Une avocate attend un verdict. Cette avocate, c'est la pénaliste Me Germaine Brière. Nous sommes le 29 septembre 1933. La Cour d'assises du Mans doit rendre sa décision dans l'affaire des soeurs Papin, les domestiques qui ont défrayé la chronique en assassinant avec une violence inouïe et sans mobile leur patronne et sa fille. Elles encourent une condamnation à mort.

Ce fait divers sordide a nourri l'imaginaire, de la pièce de Jean Genet aux films de Chabrol ( La Cérémonie ) et de Jean-Pierre Denis ( Les Blessures assassines ). Mais ici, Julia Minkowski déplace la focale sur l'avocate plutôt que sur les soeurs Papin. C'est elle que l'on accompagne dans ce moment particulier de l'attente du verdict qui décidera de la vie de sa cliente, Christine Papin, l'aînée. Un espace de narration empli de tension, un moment de cristallisation où les pensées s'échappent et l'introspection se déploie.

◆ ◆ ◆ ◆ ◆ ◆ ◆

= CONSIGNES =
a) Présentez sous forme de liste le paragraphe de l'extrait qui commence par « Une avocate attend un verdict », en conservant ses faits principaux.
b) Reprenez l'extrait sur l'avocate des sœurs Papin et prolongez-le à partir de sa dernière phrase.
Les lignes qui suivent ne sont pas nécessaires.

= LIGNES DE DONNÉES =
◆ ◆ ◆ ◆ ◆ ◆ ◆

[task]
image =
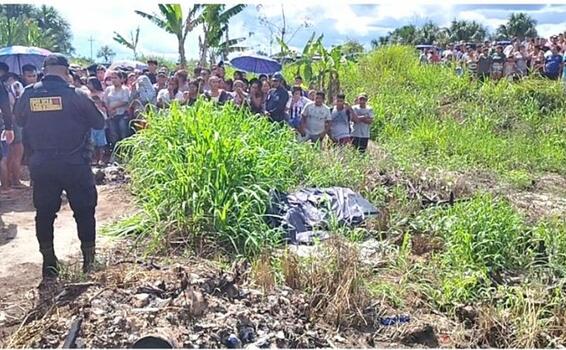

◆ ◆ ◆ ◆ ◆ ◆ ◆

= RÉPONSES =
a)
- Le 29 septembre 1933, la pénaliste Me Germaine Brière attend un verdict.
- La Cour d'assises du Mans doit se prononcer dans l'affaire des sœurs Papin.
- Ces domestiques ont tué leur patronne et sa fille avec une violence inouïe et sans mobile.
- Elles encourent la peine de mort.

b)
Julia Minkowski prend le risque de décevoir un lecteur plus intéressé par les criminelles que par leur avocate. Mais cela en vaut la peine. On sent toute la passion de Julia Minkowski, elle-même avocate pénaliste, à raconter le parcours de cette pionnière oubliée. Une femme qui impressionne par sa détermination. Elle a du s'imposer dans un monde professionnel très viriliste, jusqu'à faire un procès à l'Ordre des avocats du barreau du Mans pour pouvoir exercer ... alors que la loi autorisait les femmes à plaider depuis 1900 ... elle a du fournir un certificat de virginité pour garantir ses bonnes moeurs !

Julia Minkowski lui imagine une sensibilité, un ressenti qui touche profondément le lecteur et la transforme en personnage éminemment romanesque. On la voit s'interroger sur sa vie sentimentale, tiraillée entre son désir féministe d'émancipation loin des injonctions faites aux femmes de se marier et de procréer, et la tentation du confort apporté justement par cette convention sociale-là.

Sous les mots de sa consoeur, Me Germaine Brière s'incarne et transmet son élan vital ainsi que ses vibrations au lecteur. C'est passionnant de la découvrir sans l'exercice de son métier lorsqu'elle raconte l'élaboration de sa plaidoirie pour défendre Christine Papin en choisissant une ligne de défense très moderne : plutôt que de plaider le crime de classe, elle opte pour l'irresponsabilité pénale, l'abolition du discernement de sa cliente, réclamant inlassablement une nouvelle expertise psychiatrique.

C'est à travers son regard, ses craintes, ses convictions, ses hésitations que le crime commis par les soeurs Papin prend un autre relief, une autre dimension qui questionne le lecteur dans son rapport à la justice contemporaine.

Un premier roman très convaincant.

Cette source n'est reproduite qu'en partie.